= Verilen Alıştırma 1 =
Kayıtlarda "white" sözcüğünü içeren her satırı seçip kopyalayın. Büyük-küçük harf ayrımı önemlidir.
..........
Öne Çıkan Yayın 20 Mart 2012 yazım

Erdoğan’a Askeri Darbe?

Yoo hayır bu kez, başka bir “fantezi”i üzerinde düşünmeye çağırıyorum: Cemaat, denetlemeye başladığı TSK’yı, Erdoğan’a karşı kulla...

5 Ağustos 2014 Salı

YÖK Kendi Yasasına Aykırı Yönetmeliğin Yürütücüsü Oldu

CBT Gündem, sayı 1428, 1 Ağustos 2014

Pof. Dr. Osman İnci üniversitesinden istifa etti. Nedenini gönderdiği mektupla açıkladı: “Üniversitelerin derin sessizliği karabasan gibi üzerimize çöktü, tıp fakültelerinin Sağlık Bakanlığına bağlanması yasa taslakları görüşülürken tıp kökenli rektörler ve dekanları ölüm sessizliğinde..” Bu yönetmelikle analizini Trakya Ünivesitesi Rektörlüğüne gönderdi. Hiç yanıt alamamış. Şaşırtıcı mı? “Bu uygulamalara boynumu uzatamam. Bu tepki istifasıdır”, diyor. Analizini kısaltarak yayımlıyoum..
***
Sağlık Bakanlığı tarafından hazırlanan, 3 Mayıs 2014 tarihli Resmi gazetede yayınlanan, Yürütme sorumluluğu Yükseköğretim Kurulu Başkanı ve Sağlık Bakanı tarafından üstlenilen “Ağlık Bakanlığı Ve Bağlı Kuruluşlarına Ait Sağlık Tesisleri ve Üniversitelere Ait İlgili Birimlerin Birlikte Kullanımı Ve İşbirliği Usul Ve Esasları Hakkında Yönetmelik” Akademik değerler ve yürürlükdeki YÖK Yasası ile dahi bağdaşmayan hükümler içermekte. Yükseköğretim Kurulu tarafından bu yönetmeliğe olur verilmesi ise büyük bir talihsizlik.
..........
= Verilen Alıştırma 2 =
YÖK yönetmeliğiyle ilgili yazıdaki şu cümleyi İngilizceye çevirin: "Yükseköğretim Kurulu tarafından bu yönetmeliğe olur verilmesi ise büyük bir talihsizlik."

Koleksiyon girdileri
..........
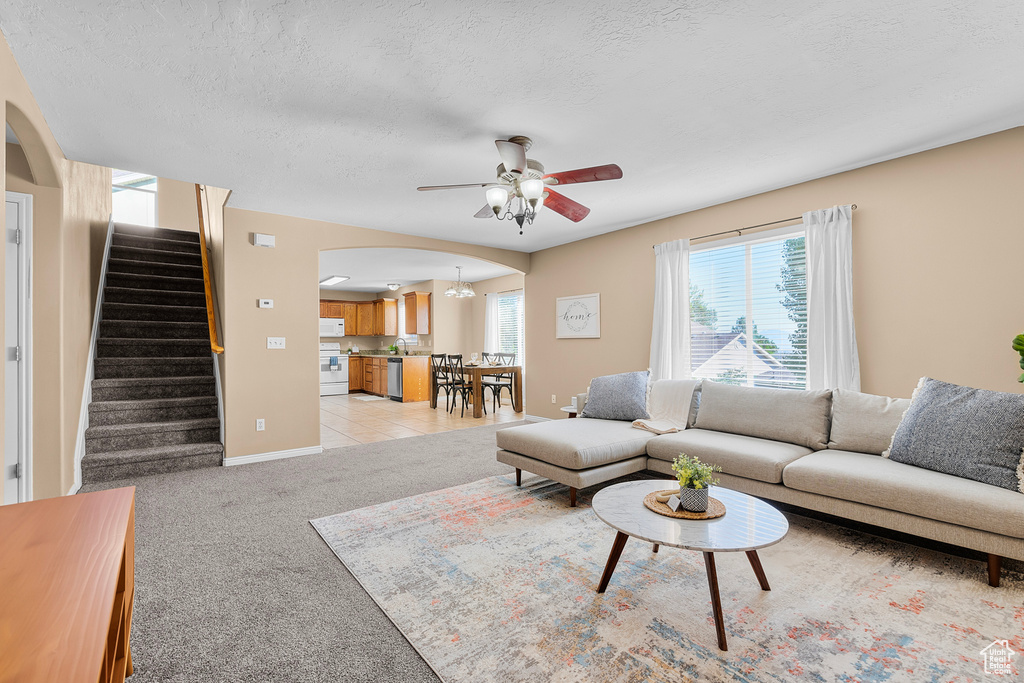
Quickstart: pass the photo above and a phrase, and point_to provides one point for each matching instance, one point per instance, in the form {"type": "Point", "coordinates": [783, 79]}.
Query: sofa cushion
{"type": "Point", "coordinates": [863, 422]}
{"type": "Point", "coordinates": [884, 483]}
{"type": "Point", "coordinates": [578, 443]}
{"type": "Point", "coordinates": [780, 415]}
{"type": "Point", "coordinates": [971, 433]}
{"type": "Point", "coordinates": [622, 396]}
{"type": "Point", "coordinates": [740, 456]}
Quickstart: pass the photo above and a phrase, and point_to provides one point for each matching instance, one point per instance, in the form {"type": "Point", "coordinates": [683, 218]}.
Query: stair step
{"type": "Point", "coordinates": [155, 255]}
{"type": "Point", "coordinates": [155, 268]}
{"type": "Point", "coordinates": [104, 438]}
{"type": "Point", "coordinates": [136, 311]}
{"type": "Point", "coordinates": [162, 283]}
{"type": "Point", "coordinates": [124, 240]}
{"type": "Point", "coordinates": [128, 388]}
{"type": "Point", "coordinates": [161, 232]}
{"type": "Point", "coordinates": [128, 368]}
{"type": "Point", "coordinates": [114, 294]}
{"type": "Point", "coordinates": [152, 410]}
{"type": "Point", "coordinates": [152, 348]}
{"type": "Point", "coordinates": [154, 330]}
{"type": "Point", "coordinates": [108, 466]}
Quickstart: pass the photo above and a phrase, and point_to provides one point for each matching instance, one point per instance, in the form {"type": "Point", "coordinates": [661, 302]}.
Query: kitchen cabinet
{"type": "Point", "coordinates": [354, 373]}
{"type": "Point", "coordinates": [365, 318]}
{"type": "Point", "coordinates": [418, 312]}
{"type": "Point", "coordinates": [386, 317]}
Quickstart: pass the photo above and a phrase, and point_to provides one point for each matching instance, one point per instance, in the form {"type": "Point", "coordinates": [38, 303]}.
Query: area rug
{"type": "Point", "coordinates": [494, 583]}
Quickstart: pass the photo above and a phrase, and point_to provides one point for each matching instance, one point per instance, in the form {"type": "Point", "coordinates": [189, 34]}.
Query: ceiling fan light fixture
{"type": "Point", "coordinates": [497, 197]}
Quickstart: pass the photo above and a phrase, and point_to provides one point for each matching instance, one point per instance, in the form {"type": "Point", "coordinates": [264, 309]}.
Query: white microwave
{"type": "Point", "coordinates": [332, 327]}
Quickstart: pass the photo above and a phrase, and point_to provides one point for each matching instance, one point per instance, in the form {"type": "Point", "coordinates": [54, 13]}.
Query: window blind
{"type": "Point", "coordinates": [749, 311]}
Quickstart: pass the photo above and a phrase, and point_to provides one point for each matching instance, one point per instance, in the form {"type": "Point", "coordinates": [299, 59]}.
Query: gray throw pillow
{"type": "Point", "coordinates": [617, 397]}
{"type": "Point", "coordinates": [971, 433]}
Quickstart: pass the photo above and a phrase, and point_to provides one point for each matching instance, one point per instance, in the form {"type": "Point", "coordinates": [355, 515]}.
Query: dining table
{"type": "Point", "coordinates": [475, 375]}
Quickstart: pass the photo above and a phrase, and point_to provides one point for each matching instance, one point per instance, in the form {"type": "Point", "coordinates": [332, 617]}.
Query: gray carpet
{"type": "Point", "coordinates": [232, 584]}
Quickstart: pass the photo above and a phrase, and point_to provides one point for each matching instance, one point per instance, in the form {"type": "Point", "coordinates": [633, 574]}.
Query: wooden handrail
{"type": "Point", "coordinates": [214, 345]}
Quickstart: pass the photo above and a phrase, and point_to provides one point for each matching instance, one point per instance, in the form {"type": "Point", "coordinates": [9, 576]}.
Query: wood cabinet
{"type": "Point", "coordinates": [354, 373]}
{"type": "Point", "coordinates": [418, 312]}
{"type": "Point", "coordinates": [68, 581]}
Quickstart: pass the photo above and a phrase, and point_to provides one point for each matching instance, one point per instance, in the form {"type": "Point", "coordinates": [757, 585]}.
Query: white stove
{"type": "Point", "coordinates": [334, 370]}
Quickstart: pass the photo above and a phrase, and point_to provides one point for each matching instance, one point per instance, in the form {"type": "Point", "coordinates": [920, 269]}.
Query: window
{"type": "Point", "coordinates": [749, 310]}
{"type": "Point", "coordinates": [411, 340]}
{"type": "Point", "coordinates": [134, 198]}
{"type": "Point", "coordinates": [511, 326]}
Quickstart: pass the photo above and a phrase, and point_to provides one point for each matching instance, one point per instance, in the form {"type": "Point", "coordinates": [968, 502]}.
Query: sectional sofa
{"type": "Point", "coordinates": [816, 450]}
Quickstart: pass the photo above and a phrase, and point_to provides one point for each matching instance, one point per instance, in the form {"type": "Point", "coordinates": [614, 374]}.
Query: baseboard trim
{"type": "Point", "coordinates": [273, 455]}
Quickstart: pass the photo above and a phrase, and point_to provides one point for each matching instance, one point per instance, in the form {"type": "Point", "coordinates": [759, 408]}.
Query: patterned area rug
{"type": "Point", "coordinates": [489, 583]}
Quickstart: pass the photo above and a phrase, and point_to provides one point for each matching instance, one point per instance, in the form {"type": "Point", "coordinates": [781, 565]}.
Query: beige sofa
..........
= Alıştırma Sonucu 1 =
Query: white microwave
Query: white stove

= Alıştırma Sonucu 2 =
The Council of Higher Education's approval of this regulation, however, is a great misfortune.